■ **To be done**
Output the data exactly, with every line intact.

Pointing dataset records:
## begin

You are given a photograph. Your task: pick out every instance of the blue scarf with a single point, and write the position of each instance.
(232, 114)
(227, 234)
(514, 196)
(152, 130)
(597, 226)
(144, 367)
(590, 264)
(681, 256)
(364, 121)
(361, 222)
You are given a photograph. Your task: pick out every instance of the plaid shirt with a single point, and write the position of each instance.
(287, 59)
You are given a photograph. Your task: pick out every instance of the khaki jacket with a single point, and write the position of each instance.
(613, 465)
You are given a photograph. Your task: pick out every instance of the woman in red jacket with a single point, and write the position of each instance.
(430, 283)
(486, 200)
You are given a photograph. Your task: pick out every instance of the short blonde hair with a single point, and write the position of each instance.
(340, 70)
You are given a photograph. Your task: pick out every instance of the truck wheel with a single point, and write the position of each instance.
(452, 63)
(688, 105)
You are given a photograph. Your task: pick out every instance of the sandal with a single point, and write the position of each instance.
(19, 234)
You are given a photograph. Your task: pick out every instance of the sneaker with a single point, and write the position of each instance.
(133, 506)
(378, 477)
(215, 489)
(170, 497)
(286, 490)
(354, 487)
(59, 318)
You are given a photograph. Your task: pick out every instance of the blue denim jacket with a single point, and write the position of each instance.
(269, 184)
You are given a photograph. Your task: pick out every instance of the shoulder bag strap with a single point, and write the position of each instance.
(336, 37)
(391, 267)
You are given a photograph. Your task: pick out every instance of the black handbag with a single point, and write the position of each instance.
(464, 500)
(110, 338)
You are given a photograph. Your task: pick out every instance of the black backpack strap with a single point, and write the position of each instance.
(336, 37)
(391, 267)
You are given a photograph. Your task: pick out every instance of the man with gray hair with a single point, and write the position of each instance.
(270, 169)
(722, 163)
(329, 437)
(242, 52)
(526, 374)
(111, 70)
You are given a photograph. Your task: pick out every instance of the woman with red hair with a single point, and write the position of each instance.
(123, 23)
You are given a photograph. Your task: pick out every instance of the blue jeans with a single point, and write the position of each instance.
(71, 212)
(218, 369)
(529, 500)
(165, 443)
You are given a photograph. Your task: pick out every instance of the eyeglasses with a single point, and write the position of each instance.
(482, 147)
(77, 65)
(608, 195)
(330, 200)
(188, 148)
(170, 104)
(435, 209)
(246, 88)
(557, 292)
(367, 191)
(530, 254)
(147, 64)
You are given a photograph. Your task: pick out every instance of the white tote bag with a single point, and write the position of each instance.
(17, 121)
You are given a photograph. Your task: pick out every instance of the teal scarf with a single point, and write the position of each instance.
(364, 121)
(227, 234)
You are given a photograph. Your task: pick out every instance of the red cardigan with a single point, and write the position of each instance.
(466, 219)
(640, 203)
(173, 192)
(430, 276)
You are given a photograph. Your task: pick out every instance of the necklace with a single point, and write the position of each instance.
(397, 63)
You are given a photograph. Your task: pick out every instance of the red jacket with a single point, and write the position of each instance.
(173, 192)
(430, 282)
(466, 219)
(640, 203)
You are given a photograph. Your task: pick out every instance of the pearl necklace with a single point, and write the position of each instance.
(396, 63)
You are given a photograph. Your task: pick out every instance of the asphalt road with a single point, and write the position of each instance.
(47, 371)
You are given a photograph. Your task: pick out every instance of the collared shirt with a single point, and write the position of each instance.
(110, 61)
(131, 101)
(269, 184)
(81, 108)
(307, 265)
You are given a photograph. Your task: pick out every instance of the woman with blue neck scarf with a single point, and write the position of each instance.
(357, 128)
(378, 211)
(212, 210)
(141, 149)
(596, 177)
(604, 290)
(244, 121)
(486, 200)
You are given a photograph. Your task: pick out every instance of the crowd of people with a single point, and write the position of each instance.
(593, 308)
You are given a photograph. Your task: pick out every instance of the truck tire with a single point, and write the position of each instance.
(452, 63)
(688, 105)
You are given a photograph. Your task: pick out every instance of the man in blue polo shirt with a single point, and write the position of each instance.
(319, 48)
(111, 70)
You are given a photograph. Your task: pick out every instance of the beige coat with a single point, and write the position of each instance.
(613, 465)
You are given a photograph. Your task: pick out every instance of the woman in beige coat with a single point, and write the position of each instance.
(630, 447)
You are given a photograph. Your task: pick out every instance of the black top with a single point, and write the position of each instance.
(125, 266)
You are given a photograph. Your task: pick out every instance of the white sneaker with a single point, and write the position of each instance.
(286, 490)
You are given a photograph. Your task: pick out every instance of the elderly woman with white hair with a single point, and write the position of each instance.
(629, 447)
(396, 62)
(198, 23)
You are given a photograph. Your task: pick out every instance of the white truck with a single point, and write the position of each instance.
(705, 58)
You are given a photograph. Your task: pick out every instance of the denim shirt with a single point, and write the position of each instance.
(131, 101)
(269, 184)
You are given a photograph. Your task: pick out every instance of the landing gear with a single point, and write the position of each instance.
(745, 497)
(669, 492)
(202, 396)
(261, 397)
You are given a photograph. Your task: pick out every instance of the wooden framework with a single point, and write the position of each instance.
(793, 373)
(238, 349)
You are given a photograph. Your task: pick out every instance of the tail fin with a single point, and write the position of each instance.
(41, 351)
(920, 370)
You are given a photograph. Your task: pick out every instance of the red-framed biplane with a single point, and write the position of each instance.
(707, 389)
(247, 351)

## end

■ **Reply to the task**
You are given a photograph. Your task: pick out every instance of the blue scarf with a single point, and write the position of each instance.
(232, 114)
(227, 234)
(514, 196)
(152, 130)
(597, 226)
(144, 367)
(590, 264)
(681, 256)
(364, 121)
(361, 222)
You are given a photograph. Your task: pick out every instance of the plaid shirt with a single point, and write the position of each instance.
(287, 59)
You are given a photograph. Your task: pick out every instance of the khaki jacket with a single point, and write the position of each instance.
(613, 465)
You are given a photograph. Your task: pick out every instance of the woman in red jacket with a single point, and write the position of each instance.
(430, 283)
(486, 200)
You are given a photograph. Your task: pick out every instance of the short blonde hair with a single point, and write the position of each instance.
(340, 70)
You are given a photograph. Your task: pick out every instance of the truck wheel with a single point, and write the position of each instance.
(452, 63)
(688, 105)
You are given a photograph. Your task: pick out every instance of the sandal with a single point, and write the position of each instance.
(19, 234)
You are given a photograph. Your task: pick out every instance of the sneaker with a single point, and write the position of each instance.
(133, 506)
(378, 477)
(215, 489)
(170, 497)
(286, 490)
(354, 487)
(59, 318)
You are given a photograph. Your task: pick out every instance of the blue denim jacket with a single point, and write the position of each instance.
(269, 184)
You are given a photograph. Your task: pick out every instance of the shoulder bag strap with a single point, and write the position of each instance.
(336, 37)
(391, 267)
You are given a photograph. Your task: pick out every instance of the black handbag with a single point, and write the position of each instance.
(464, 500)
(110, 338)
You are given a photograph. Your task: pick out every instance of the black backpack strap with a single point, and write the position of each instance.
(336, 37)
(391, 267)
You are given a photograph. Your task: pick out every instance of the man with gray hair with a single point, and write the position of each instance.
(270, 169)
(722, 163)
(329, 437)
(242, 52)
(526, 374)
(111, 70)
You are given a photograph. Your task: pick out every instance of the woman with red hair with a single point, and write the position of each instance.
(123, 23)
You are given a photograph. Your task: pick out every instance of the blue jeans with a single point, and write the position of each instance.
(71, 212)
(218, 369)
(529, 500)
(165, 443)
You are given a photograph. Your task: pick out every instance of the eyeglasses with a single point, and write the position of each instance.
(482, 147)
(77, 65)
(608, 195)
(330, 200)
(188, 148)
(170, 104)
(435, 209)
(246, 88)
(557, 292)
(367, 191)
(530, 254)
(147, 64)
You are given a photograph. Your task: pick out every instance of the white tote bag with a single point, and write the position of each instance.
(17, 121)
You are given a photograph. Your task: pick out every instance of the teal scarf with a single point, and write the position of each instance.
(364, 121)
(227, 234)
You are given a photograph. Your task: pick out every instance of the red cardigan with a single point, and write the position of each instance.
(466, 219)
(640, 203)
(173, 192)
(430, 276)
You are given a photograph. Your task: pick out every instance of the necklace with a single point, and write the position of each instance.
(397, 63)
You are given a photograph. Your task: pick out every instance of the red jacket with a single point, and write the position of each instance.
(173, 192)
(430, 282)
(466, 219)
(640, 203)
You are given a photograph. Your task: pick out every instance of the pearl necklace with a single point, and write the position of each instance.
(396, 63)
You are given a photograph. Your task: pick out every instance of the asphalt road with a single point, and write the position of each instance.
(47, 371)
You are given a photograph. Your task: pick out every instance of the collared shirt with a single point, and write the position of each instance.
(110, 61)
(131, 101)
(269, 184)
(81, 108)
(307, 265)
You are given a photograph. Your task: pick out every instance of the woman with blue neck scarf with a single point, and write the position of each instance.
(357, 128)
(378, 211)
(212, 210)
(141, 149)
(596, 177)
(604, 290)
(244, 121)
(486, 200)
You are given a photograph. Your task: pick out every instance of the crowd of people with a single point, and write the position of each instance.
(593, 308)
You are given a photograph. Your task: pick out every instance of the truck tire with a single point, and write the position of each instance.
(452, 63)
(688, 105)
You are given a photograph. Your task: pick out every instance of the man in blue polo shirt with a single point, and write the position of each instance.
(319, 48)
(111, 70)
You are given a photograph. Your task: pick out every instance of the beige coat with a single point, and write the position of each instance.
(613, 465)
You are given a photograph. Your task: pick out every instance of the woman in beige coat with a single point, and write the position of each instance.
(630, 447)
You are given a photograph. Your task: pick out every instance of the black top with a single point, and write the position of each instance.
(125, 266)
You are given a photograph. Your task: pick out every instance of the white sneaker with a single point, and write the position of each instance.
(286, 490)
You are given a photograph. Your task: pick out every instance of the elderly woman with white hair with a single point, and write the position of each instance.
(629, 447)
(396, 62)
(198, 23)
You are given a photograph. Your task: pick out every instance of the white truck with a single point, and write the position of each instance.
(705, 58)
You are given a photograph. Your task: pick out every instance of the denim shirt with a single point, and write the position of each instance.
(131, 101)
(269, 184)
You are given a photograph. Your task: pick out every instance of the landing gear with a single point, and write the position of each instance.
(745, 497)
(669, 492)
(202, 396)
(261, 397)
You are given a photograph. Your task: pick out every instance of the wooden framework with a single point, and write the position of each instance.
(793, 373)
(238, 349)
You are given a photograph. Your task: pick out every instance of the tail fin with a single point, and write the position of each instance.
(41, 351)
(920, 370)
You are given a photograph. Your task: pick out every instance of the red-framed biplane with a single point, and write the position of each instance.
(707, 389)
(247, 351)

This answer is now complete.